**Tasks and exercises:**
A: Copy the passage of the retail sales article from "Retail sales are" up to and including "the quarter ahead.".
B: Answer these questions using the retail sales article:
(i) By what percentage did retail sales rise in April?
(ii) What position does John Zolidis hold?
(iii) What was Target's first-quarter operating profit margin, and what was it a year earlier?

:: Text shown

Retail sales are still going strong, rising 8.2% in April after increasing 7.3% in March, according to annual data released this week by the Census Bureau.

But the sales figures didn't translate to higher performances by the nation's top retailers, including Target and Walmart.

Instead, both companies reported lackluster first-quarter financial results this week and provided disappointing guidance for the quarter ahead.

“With both Target and Walmart beating on the top line and lowering outlooks on unexpected expenses it certainly raises questions for retailers that have yet to report,” John Zolidis, president of Quo Vadis Capital, told International Business Times.

That was a big surprise for Wall Street, which sent the shares of the two retailers sharply lower following the release of their financial results, prompting a broad sell-off of economically sensitive shares.

What can explain this disconnect between macroeconomic data coming from the Census Bureau and microeconomic data coming from the nation's retailers?

A challenging retailing environment of rising prices for necessities like food, energy and rent leaves very little money in the hands of consumers for discretionary items.

To deal with this environment, low-end retailers like Walmart and Target must give significant discounts to help move inventory of these items.

"Both Target and Walmart said consumers are changing their behaviors in the face of decades-high inflation," Anthony Denier, CEO of online trading platform WeBull, told IBT. "Being forced to spend more money on necessities than during the pandemic leaves them with less to spend on discretionary items, such as apparel and home goods. On top of that, in the face of higher prices, consumers have been pulling back the total amount they spend. However, people did buy a lot of discretionary items during the lockdown, so there might just be less demand for those types of items."

Discounts cut into the operating margins of these retailers.

Rising labor and transportation costs cut into profit margins further.

Target's first-quarter operating profit margin came in at 5.3%, down from 9.8% a year earlier, reflecting higher markdown rates in discretionary items and higher freight and labor costs.

::::
:: Material supplied

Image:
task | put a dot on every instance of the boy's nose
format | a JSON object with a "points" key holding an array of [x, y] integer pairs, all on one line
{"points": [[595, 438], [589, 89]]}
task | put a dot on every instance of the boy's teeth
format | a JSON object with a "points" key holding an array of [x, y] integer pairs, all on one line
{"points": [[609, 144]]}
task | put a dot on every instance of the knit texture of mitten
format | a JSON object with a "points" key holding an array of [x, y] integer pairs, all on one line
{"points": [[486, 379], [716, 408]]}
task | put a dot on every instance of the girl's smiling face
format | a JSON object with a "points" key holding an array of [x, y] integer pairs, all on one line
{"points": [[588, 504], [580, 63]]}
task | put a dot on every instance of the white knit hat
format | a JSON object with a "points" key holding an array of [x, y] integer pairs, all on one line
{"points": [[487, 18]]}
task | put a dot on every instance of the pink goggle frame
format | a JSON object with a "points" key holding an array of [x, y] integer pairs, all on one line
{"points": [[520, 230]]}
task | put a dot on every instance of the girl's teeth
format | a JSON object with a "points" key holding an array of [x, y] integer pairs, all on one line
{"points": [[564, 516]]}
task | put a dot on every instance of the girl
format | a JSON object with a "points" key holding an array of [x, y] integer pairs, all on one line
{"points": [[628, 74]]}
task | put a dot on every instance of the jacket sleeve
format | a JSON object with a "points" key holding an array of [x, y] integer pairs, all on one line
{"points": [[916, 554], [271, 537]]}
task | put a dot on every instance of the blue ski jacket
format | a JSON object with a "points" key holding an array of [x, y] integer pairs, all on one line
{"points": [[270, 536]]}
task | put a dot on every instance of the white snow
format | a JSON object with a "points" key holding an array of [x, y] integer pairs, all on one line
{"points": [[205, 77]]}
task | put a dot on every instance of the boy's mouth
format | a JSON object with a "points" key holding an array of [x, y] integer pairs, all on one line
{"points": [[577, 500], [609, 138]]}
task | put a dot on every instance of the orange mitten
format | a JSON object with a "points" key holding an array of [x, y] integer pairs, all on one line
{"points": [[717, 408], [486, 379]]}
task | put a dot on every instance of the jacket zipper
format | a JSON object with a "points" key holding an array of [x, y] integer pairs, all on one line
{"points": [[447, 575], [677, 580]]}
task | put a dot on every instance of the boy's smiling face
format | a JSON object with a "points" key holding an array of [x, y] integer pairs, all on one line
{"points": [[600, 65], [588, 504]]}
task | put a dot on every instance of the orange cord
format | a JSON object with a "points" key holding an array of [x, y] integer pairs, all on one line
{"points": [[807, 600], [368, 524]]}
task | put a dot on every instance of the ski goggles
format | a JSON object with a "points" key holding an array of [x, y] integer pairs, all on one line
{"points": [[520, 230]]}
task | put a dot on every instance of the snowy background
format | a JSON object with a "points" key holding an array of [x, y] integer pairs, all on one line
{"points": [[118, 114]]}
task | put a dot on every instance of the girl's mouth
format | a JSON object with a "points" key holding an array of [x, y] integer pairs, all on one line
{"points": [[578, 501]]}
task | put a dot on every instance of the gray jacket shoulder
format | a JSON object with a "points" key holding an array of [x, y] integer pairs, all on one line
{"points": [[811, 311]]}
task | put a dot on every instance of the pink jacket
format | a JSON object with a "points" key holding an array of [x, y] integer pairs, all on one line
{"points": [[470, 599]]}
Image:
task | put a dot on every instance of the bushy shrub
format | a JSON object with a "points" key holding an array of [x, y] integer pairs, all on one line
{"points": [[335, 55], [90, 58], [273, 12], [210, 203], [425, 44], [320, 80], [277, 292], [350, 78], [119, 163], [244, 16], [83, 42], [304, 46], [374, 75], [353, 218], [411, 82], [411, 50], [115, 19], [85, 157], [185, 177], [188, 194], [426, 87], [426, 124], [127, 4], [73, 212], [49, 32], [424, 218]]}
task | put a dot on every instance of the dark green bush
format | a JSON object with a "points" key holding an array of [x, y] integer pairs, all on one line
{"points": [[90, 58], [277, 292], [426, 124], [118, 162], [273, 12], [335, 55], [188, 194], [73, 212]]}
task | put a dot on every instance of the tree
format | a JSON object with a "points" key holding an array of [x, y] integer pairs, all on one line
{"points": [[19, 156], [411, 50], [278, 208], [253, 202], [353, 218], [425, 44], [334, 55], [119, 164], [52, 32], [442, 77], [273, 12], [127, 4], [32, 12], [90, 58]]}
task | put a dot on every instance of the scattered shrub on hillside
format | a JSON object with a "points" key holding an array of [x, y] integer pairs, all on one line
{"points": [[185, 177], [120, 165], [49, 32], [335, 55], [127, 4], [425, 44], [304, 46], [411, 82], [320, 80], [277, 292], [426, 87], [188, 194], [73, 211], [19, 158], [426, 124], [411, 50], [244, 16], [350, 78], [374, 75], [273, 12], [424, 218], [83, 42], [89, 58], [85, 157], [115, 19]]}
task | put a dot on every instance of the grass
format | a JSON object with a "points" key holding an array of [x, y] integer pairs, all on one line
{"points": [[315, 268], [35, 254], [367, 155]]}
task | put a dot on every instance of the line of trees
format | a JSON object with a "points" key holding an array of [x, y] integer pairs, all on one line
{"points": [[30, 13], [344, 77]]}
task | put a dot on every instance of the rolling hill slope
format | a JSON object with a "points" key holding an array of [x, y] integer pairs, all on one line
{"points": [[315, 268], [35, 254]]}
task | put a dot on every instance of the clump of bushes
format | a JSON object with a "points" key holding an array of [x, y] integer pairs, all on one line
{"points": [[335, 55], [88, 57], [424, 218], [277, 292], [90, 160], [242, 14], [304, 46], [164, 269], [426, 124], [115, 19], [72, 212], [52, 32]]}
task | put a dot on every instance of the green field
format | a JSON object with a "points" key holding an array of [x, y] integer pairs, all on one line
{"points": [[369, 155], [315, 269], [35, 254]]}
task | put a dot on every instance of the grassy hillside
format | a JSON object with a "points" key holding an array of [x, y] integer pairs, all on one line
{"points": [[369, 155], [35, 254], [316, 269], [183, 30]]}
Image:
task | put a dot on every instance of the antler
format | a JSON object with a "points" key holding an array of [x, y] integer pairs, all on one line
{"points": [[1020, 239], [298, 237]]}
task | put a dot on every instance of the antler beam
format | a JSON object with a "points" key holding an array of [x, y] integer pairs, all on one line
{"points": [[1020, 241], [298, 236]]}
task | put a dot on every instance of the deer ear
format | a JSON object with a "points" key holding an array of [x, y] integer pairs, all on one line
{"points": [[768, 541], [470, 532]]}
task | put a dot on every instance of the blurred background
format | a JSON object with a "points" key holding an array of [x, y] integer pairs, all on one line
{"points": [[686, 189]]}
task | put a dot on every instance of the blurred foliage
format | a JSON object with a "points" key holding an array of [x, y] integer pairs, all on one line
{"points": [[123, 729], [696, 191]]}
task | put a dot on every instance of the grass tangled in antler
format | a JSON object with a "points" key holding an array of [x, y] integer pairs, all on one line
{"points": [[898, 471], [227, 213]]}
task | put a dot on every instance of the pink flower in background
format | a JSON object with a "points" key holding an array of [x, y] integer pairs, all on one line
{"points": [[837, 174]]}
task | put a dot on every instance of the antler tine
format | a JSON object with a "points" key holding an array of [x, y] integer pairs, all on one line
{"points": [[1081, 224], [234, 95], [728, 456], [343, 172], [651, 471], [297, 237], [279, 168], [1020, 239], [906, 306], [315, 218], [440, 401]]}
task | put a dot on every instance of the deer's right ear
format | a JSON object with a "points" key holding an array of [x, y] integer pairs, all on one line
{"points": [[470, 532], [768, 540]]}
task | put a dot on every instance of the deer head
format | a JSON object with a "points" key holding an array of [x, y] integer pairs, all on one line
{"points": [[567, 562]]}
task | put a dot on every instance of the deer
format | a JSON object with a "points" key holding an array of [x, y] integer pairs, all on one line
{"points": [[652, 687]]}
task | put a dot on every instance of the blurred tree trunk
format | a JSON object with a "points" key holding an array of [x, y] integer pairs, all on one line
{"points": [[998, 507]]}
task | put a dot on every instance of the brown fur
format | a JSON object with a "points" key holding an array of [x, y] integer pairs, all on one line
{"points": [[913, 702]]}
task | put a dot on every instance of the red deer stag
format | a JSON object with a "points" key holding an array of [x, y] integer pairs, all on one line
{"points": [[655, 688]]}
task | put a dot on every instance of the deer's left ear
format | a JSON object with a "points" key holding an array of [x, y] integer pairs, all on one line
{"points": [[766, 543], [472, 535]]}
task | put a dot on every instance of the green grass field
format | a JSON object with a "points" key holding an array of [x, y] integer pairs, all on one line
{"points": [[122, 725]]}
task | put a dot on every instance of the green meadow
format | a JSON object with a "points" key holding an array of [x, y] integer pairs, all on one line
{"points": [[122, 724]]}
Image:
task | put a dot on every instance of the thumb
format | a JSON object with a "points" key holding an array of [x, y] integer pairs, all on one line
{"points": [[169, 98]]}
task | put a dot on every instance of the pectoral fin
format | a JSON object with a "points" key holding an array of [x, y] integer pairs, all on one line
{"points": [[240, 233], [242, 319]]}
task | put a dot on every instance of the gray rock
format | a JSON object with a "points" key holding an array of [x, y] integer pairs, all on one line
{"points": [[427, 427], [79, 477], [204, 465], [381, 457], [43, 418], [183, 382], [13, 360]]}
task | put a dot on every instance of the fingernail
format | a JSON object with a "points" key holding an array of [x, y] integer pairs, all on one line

::::

**List of answers:**
A:
Retail sales are still going strong, rising 8.2% in April after increasing 7.3% in March, according to annual data released this week by the Census Bureau.

But the sales figures didn't translate to higher performances by the nation's top retailers, including Target and Walmart.

Instead, both companies reported lackluster first-quarter financial results this week and provided disappointing guidance for the quarter ahead.

B:
(i) 8.2%
(ii) President of Quo Vadis Capital
(iii) 5.3%, down from 9.8% a year earlier